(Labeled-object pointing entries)
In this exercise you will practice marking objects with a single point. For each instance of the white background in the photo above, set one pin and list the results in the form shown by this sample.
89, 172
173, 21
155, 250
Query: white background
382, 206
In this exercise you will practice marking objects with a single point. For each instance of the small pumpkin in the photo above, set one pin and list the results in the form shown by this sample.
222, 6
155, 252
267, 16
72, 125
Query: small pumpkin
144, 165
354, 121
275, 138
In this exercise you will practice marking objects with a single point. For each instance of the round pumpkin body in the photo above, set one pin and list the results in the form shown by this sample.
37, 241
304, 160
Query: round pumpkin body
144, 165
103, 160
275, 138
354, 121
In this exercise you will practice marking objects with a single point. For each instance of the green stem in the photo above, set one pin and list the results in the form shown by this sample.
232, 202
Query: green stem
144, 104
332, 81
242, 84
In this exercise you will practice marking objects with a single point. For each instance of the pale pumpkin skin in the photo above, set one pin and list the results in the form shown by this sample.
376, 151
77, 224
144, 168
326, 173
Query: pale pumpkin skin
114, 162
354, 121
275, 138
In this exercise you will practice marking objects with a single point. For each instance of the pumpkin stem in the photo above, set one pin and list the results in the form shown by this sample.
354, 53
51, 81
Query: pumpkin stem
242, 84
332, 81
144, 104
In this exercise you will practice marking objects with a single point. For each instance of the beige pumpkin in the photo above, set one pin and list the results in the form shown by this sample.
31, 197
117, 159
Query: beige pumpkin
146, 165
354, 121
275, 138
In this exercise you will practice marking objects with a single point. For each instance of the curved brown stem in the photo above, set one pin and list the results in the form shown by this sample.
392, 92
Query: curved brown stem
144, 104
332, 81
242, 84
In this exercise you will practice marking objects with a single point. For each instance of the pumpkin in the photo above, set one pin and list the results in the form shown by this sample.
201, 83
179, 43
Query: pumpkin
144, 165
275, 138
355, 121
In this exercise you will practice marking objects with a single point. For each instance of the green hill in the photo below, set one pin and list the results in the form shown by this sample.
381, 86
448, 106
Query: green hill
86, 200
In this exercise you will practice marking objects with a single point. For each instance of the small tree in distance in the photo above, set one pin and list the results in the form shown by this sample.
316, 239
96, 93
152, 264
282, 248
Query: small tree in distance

Exercise aim:
Repeat all of the entries exactly.

Task output:
In this exercise you will practice marking objects with a single point. For each instance of the white background in the photo above, set one pin and list the results in the form shown by this sample.
89, 172
173, 21
155, 250
Query: white background
382, 206
In this exercise you will practice marking objects with a single point. For each instance of the small pumpkin in the photo above, set one pin and list the results in the form shown by this sample.
222, 6
155, 252
267, 16
72, 125
Query: small pumpkin
144, 165
354, 121
275, 138
In this exercise you will practice marking objects with a single point. For each instance of the round pumpkin body in the photo above, set one pin and list the results in the form shown by this sample.
37, 241
304, 160
Query: round pumpkin body
144, 165
103, 160
275, 138
354, 121
In this exercise you will practice marking objects with a single point. For each instance of the green stem in the photo above, set one pin and list the results in the form shown by this sample.
232, 202
Query: green stem
144, 104
332, 81
242, 84
In this exercise you will practice marking objects with a single point. For each instance of the pale pumpkin skin in the photo above, set one pin and list the results in the form shown by this sample.
376, 151
77, 224
144, 168
326, 173
Query: pale pumpkin skin
114, 162
354, 121
275, 138
In this exercise you will practice marking objects with a single point. For each instance of the pumpkin stem in the photo above, set one pin and list the results in the form shown by this sample.
354, 53
51, 81
Query: pumpkin stem
242, 84
332, 81
144, 104
In this exercise you will practice marking objects with a single point. For each instance of the beige pumpkin in the photo above, set one pin and list the results in the form shown by this sample.
31, 197
117, 159
Query: beige pumpkin
146, 165
354, 121
275, 138
In this exercise you will practice marking objects with a single point. For each instance of the curved brown stem in the photo above, set one pin and list the results in the form shown by this sample.
392, 92
Query: curved brown stem
144, 104
332, 81
242, 84
In this exercise you will practice marking objects with a single point. For each instance of the pumpkin in the photo above, set one pin and list the results in the form shown by this sample.
201, 83
179, 43
Query: pumpkin
144, 165
275, 138
355, 121
In this exercise you will practice marking objects with a single point. For each instance of the green hill in the photo below, set one pin and list the results in the form shown by this sample.
381, 86
448, 106
Query: green hill
86, 200
In this exercise you will practice marking objects with a single point. For each instance of the small tree in distance in the photo above, set one pin and list the results in the form shown by this sample.
316, 239
96, 93
152, 264
282, 248
Query: small tree in distance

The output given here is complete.